Format the lines of the data below as a numbered list, starting at the line that contains "Reviewer note: check that each instance of the dog's right" and ending at the line that contains "[[650, 578]]", with both of those lines included. Include only those lines and leave out any blank ones.

BEGIN DATA PROVIDED

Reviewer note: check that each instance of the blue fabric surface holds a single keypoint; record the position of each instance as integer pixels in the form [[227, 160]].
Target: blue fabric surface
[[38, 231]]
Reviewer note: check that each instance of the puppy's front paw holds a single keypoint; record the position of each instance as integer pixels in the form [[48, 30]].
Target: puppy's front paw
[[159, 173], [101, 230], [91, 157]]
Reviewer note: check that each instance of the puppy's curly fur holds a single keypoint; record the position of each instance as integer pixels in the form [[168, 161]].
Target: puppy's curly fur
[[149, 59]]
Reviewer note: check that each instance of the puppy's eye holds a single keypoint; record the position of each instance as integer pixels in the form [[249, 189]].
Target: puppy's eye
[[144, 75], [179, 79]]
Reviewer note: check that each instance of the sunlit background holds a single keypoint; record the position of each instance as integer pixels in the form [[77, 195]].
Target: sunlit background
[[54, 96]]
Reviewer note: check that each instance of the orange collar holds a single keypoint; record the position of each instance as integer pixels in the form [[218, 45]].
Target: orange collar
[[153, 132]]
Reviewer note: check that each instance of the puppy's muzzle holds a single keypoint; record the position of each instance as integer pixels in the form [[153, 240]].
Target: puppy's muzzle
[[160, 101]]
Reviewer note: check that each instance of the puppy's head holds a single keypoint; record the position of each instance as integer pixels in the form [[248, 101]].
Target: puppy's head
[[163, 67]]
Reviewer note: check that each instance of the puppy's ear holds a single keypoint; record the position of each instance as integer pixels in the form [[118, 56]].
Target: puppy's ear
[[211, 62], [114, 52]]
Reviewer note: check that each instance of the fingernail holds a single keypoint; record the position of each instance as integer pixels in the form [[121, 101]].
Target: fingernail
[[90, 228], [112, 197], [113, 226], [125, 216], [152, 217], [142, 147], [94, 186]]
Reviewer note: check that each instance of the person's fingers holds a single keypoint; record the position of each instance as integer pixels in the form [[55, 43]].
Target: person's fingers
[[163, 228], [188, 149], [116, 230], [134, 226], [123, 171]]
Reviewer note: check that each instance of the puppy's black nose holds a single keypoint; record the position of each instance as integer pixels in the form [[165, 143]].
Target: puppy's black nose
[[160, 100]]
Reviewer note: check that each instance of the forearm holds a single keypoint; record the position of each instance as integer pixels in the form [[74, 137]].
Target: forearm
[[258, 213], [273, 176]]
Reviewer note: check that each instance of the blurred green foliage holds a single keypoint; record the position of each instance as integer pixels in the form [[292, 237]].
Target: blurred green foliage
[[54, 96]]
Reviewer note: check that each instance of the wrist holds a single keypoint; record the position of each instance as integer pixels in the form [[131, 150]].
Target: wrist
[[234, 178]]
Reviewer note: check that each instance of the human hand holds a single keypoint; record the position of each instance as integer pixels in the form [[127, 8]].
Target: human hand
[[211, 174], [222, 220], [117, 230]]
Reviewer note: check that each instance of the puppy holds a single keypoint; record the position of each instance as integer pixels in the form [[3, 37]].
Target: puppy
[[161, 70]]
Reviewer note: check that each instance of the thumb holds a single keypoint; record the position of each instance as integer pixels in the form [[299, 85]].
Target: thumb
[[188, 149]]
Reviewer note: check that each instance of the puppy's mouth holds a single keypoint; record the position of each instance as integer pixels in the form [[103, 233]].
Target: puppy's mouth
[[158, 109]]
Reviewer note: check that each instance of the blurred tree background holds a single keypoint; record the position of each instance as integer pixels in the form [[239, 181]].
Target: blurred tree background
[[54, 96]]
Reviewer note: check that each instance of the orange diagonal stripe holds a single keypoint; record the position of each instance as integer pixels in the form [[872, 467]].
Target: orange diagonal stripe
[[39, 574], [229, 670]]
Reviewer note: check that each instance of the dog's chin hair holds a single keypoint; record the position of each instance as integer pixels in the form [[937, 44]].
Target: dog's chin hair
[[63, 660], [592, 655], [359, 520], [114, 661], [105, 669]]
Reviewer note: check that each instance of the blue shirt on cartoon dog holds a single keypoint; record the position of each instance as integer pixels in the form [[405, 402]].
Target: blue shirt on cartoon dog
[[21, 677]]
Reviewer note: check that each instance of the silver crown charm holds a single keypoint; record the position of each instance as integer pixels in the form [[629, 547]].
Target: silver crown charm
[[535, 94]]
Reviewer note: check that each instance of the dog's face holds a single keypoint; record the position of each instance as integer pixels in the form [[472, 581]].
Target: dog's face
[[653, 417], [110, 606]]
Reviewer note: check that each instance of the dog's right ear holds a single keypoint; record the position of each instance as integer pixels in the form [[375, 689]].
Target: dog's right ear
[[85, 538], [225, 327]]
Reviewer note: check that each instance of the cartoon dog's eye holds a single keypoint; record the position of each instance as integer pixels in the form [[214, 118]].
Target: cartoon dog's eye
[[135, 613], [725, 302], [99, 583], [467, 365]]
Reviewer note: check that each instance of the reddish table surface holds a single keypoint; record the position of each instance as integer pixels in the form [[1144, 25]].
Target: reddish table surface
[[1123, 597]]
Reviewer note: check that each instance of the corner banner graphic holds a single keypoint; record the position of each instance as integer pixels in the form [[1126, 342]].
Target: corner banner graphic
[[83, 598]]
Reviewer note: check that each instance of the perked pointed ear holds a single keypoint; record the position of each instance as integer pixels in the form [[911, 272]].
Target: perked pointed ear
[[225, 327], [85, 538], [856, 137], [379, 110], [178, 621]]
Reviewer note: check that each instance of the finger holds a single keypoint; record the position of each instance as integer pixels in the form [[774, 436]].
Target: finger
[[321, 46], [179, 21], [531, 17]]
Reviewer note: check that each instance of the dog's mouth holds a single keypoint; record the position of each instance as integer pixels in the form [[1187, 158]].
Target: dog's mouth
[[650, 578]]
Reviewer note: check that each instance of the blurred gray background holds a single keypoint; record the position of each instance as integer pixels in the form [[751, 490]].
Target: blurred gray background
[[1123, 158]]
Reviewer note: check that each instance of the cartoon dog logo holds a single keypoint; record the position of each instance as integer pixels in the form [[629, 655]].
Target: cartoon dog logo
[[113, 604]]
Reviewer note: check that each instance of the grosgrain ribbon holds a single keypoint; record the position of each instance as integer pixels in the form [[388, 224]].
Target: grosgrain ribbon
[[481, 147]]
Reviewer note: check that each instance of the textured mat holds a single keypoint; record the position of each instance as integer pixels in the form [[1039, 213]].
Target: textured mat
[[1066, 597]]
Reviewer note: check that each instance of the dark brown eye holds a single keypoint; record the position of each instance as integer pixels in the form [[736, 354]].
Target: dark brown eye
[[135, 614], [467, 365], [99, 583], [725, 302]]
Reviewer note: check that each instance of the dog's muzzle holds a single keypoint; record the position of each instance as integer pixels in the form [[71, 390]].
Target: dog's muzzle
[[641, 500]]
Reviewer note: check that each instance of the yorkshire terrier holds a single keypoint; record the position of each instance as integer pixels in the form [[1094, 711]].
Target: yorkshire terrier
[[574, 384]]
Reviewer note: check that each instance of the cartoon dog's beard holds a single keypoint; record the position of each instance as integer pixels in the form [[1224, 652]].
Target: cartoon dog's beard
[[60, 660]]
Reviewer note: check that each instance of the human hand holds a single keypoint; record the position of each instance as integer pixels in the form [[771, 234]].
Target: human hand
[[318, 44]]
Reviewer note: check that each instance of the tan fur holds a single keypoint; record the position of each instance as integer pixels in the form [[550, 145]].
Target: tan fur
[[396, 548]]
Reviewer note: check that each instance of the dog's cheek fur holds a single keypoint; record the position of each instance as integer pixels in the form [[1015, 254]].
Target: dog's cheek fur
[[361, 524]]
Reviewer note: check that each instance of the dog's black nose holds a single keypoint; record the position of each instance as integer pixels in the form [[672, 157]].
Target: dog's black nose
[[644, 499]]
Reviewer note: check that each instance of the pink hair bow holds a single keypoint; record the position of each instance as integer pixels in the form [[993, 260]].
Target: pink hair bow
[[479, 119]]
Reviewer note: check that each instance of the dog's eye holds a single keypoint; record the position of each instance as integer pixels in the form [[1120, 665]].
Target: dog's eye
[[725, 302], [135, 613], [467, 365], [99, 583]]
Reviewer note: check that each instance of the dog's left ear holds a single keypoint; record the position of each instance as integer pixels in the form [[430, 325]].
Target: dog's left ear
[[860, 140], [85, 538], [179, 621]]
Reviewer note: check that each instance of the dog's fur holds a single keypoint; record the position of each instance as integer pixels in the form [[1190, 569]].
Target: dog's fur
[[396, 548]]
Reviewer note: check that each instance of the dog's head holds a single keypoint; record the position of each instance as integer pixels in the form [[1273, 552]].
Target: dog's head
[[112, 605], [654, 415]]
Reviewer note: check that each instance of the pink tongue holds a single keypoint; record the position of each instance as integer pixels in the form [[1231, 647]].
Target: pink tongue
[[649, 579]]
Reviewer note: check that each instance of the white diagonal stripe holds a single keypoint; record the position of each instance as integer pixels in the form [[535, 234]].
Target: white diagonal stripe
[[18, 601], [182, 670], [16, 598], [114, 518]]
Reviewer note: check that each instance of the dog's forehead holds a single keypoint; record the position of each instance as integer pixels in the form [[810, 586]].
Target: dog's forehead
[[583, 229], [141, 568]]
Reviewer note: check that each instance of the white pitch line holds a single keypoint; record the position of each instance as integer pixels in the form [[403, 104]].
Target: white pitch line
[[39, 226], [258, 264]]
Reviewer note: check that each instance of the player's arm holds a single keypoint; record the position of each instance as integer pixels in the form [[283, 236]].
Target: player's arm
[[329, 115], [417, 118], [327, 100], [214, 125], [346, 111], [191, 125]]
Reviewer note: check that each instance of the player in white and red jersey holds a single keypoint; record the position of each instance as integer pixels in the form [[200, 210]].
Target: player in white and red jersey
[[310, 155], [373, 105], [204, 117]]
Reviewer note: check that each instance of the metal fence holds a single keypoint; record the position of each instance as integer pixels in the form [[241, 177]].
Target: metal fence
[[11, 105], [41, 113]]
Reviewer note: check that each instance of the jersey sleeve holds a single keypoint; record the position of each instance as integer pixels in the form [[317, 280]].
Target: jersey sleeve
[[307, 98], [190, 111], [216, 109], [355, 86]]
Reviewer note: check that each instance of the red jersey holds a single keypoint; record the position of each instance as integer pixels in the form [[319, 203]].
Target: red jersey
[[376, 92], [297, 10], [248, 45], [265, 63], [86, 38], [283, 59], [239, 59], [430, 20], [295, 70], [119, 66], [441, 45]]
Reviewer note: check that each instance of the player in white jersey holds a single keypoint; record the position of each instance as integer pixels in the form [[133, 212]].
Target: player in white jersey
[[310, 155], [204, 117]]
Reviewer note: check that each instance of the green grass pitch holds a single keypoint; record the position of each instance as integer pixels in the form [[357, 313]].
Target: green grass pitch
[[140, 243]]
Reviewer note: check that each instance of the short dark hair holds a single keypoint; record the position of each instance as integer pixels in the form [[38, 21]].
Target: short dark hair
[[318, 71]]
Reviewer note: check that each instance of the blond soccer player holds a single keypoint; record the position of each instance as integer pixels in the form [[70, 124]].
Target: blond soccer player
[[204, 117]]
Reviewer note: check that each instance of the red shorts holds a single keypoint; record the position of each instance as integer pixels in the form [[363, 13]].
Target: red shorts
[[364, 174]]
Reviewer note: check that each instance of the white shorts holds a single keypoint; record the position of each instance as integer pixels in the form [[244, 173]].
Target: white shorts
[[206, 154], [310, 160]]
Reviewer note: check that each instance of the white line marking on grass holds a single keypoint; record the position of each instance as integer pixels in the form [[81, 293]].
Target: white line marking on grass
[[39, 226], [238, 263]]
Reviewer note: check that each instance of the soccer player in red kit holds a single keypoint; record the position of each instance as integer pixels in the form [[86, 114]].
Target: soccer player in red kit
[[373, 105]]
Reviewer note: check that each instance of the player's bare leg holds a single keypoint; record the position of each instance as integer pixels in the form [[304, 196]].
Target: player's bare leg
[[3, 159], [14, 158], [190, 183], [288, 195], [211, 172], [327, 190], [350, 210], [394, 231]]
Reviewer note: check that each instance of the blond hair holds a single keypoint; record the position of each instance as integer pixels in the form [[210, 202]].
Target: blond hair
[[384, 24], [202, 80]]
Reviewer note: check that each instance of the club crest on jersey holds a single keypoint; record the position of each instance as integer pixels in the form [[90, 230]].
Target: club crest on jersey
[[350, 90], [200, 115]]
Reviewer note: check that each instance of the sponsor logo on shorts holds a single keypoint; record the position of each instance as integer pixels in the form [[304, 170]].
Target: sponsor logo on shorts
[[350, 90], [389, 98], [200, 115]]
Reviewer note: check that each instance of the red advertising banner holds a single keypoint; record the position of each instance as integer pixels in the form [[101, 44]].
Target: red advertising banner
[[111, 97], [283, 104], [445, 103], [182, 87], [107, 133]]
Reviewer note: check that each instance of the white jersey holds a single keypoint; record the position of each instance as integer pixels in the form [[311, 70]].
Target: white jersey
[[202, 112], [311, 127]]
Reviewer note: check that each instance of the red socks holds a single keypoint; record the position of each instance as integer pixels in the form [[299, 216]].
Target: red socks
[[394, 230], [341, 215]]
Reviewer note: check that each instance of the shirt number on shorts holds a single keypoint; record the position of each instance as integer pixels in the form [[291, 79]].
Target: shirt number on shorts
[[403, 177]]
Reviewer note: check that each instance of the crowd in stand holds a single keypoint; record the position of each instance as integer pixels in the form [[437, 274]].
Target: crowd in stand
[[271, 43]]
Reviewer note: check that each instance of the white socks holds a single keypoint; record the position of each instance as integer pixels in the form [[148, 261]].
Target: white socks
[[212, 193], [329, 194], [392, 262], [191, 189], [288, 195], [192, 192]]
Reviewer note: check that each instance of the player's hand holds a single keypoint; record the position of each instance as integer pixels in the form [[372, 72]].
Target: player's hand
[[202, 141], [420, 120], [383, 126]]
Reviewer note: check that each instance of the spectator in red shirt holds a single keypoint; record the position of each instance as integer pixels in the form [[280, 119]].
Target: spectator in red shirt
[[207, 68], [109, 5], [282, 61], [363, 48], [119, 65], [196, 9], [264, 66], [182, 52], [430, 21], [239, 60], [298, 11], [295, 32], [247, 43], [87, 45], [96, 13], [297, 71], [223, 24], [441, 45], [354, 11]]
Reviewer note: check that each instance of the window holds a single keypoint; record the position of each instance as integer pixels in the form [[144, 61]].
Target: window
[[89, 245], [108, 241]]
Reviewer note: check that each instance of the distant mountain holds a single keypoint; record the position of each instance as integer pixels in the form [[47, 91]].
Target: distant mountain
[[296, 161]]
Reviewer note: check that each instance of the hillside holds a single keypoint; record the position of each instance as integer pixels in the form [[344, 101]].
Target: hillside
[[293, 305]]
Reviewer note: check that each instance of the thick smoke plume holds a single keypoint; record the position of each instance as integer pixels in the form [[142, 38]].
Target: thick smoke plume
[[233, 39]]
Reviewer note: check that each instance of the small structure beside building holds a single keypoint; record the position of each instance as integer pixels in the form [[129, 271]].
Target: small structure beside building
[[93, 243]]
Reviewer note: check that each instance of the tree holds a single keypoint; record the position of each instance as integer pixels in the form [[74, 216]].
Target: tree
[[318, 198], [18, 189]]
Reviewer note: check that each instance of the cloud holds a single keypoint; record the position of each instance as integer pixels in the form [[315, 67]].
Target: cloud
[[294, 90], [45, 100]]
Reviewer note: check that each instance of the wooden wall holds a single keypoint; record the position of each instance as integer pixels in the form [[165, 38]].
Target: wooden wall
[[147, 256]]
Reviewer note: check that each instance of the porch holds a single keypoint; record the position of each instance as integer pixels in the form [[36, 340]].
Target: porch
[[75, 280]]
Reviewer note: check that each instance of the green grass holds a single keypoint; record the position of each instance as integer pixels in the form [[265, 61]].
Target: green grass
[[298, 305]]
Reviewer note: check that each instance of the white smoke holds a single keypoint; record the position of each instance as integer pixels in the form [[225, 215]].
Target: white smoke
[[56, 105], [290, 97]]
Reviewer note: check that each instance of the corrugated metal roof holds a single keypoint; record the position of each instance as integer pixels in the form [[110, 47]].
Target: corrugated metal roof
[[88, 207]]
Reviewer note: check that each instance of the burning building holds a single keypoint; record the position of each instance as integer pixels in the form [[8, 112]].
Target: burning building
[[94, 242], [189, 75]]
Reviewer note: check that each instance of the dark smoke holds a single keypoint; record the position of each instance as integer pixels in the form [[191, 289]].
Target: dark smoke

END DATA PROVIDED

▸ RESPONSE TO THIS TASK
1. Reviewer note: check that each instance of the dog's right ear holds a single keypoint; record the position of each instance as integer pixels in the form [[375, 689]].
2. Target: dog's right ear
3. [[85, 538], [225, 327]]
4. Reviewer note: check that each instance of the cartoon dog's eye holds a single keypoint; record the position of each instance as integer pixels in the form [[214, 118]].
5. Target: cartoon dog's eye
6. [[135, 613], [725, 302], [99, 583], [467, 365]]
7. Reviewer note: check that each instance of the reddish table surface holds a single keypoint; record the position of each instance as integer pixels in the form [[1144, 25]].
8. Target: reddish table surface
9. [[1123, 597]]
10. Reviewer note: check that each instance of the corner banner graphic holds a single keypoint; record the position of each instance as integer pixels in the form [[1126, 342]].
11. Target: corner banner graphic
12. [[83, 598]]
13. Reviewer note: check that each instance of the perked pointed ear holds a single keypoint; record the position of each instance as integer pixels in the form [[911, 272]].
14. Target: perked pointed ear
15. [[225, 327], [85, 538], [856, 137], [379, 110], [178, 621]]
16. Reviewer note: check that each instance of the finger holds a single keypoint; record the position of each instance as integer pixels in the form [[774, 436]].
17. Target: finger
18. [[321, 46], [179, 21], [531, 17]]
19. Reviewer note: check that each instance of the dog's mouth holds a single keypoint; record the position of each instance as integer pixels in the form [[1187, 158]].
20. Target: dog's mouth
21. [[650, 578]]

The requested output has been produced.